### [What the exercise asks]
Pictures don't belong in the copy. Set down the lines from the one containing "Reviewer note: confirm that each instance of the pork" through the last line, exactly as they are.

### [Point annotations for photos]
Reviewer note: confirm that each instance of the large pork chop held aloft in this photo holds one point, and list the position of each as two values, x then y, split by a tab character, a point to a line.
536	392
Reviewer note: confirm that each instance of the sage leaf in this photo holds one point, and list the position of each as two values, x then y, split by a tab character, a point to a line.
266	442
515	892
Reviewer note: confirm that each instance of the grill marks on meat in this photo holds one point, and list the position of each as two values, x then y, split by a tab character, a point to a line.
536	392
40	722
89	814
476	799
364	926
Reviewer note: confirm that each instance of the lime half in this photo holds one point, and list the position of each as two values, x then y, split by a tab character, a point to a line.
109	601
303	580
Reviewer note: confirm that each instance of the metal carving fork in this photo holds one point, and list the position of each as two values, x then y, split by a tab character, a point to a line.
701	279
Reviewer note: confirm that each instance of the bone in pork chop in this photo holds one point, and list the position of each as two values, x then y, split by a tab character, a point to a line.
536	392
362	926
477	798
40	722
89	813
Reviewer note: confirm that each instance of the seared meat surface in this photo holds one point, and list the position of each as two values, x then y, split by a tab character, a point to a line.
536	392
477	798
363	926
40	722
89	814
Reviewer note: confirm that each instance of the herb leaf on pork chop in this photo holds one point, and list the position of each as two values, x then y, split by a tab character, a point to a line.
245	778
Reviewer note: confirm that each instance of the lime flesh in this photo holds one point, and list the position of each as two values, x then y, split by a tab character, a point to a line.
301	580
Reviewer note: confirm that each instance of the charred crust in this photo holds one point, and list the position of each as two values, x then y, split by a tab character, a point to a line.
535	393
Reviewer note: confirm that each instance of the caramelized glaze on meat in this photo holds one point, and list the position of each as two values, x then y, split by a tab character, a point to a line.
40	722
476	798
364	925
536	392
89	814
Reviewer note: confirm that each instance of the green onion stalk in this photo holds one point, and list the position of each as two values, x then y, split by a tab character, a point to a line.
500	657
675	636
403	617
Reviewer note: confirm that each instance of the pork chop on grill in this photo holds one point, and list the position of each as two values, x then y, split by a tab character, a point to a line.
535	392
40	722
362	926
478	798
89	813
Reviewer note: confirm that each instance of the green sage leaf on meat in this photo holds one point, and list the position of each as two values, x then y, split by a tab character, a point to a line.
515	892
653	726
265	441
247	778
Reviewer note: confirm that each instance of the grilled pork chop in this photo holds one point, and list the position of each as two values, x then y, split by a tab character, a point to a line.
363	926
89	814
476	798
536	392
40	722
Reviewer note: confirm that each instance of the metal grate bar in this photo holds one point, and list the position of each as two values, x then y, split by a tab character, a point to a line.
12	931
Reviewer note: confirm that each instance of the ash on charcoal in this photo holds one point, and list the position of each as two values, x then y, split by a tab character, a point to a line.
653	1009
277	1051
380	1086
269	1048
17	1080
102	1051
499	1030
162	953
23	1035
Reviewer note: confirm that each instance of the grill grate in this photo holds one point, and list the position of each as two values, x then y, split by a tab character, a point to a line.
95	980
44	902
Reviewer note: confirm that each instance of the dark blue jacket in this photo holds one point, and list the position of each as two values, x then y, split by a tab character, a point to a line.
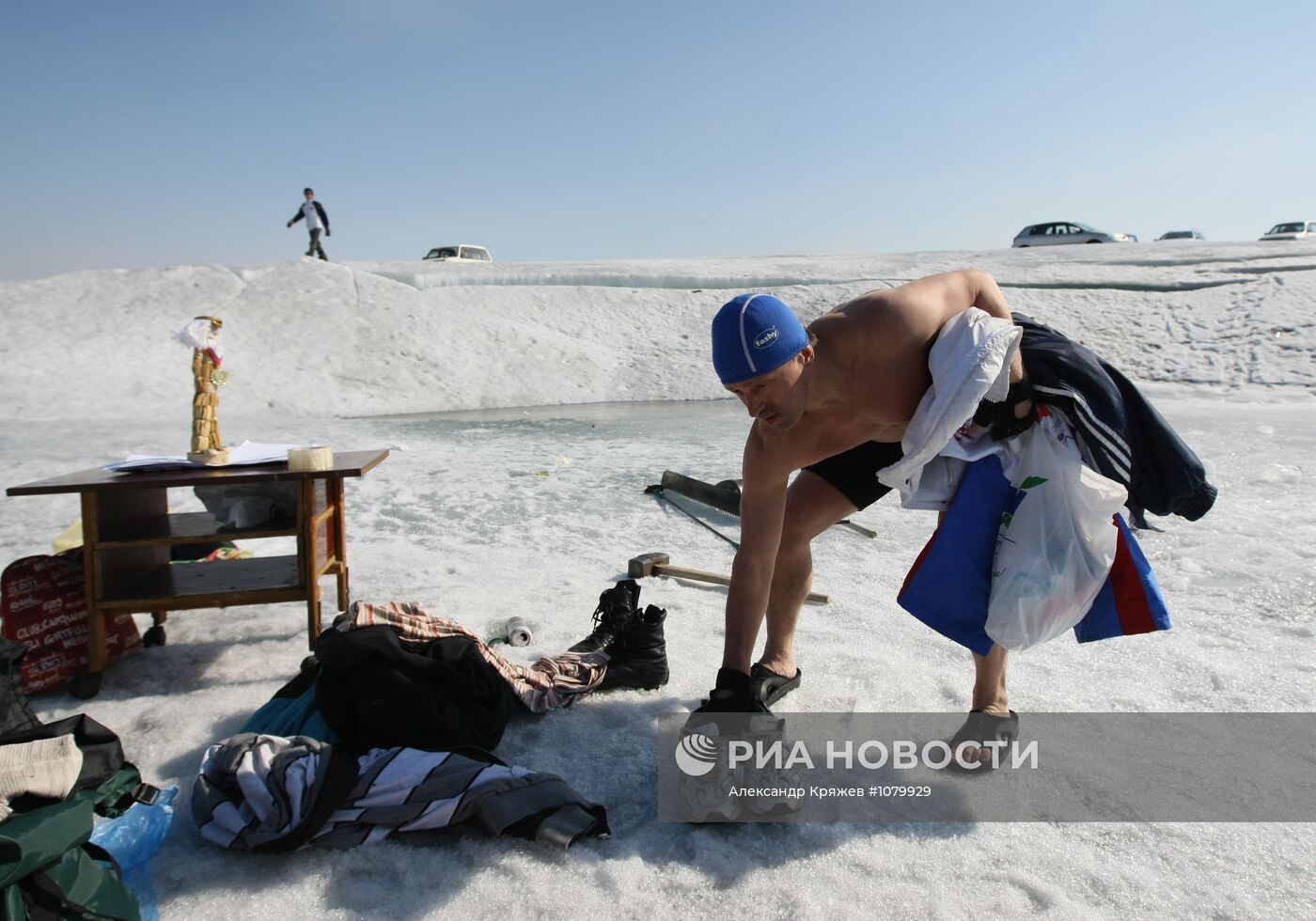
1121	434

### [Answer for the task]
Reviewer note: confirm that each instance of the pork chop on grill in this photo holds one point, and list the position of each as two values, x then y, split by a tab character, a point to a line.
535	392
40	722
362	926
478	798
89	813
Reviewer note: confirm that each instance of the green sage leaf on meat in this photo holds one point, and list the position of each as two values, x then y, split by a tab character, a point to a line.
515	892
653	726
265	441
247	778
Reviewer note: confirm that each instance of the grilled pork chop in this photo holds one point, and list the position of each as two values, x then y, split by a tab character, a point to a line.
363	926
89	814
476	798
536	392
40	722
Reviewer note: confirm that each instance of the metal grate bar in this photo holds one point, and list the position of each as two values, x then y, split by a tab character, a point to a line.
12	931
Reviewer note: confirm that each instance of the ash on charcoal in this photo holds one point, and list the position of each as two values, x then y, split by a tab character, a point to a line.
653	1009
277	1051
380	1086
269	1048
17	1080
102	1051
499	1030
162	953
23	1035
Reviewer note: confirm that each instance of the grill grate in this photo holds one point, and list the position of each as two values, x then y, split by a tab character, a point to a line.
95	980
44	902
Reviewer note: confirm that each instance of the dark blue jacket in this photo holds one point, and list the position of each as two values, x then y, split by a tab character, a point to a line.
1121	434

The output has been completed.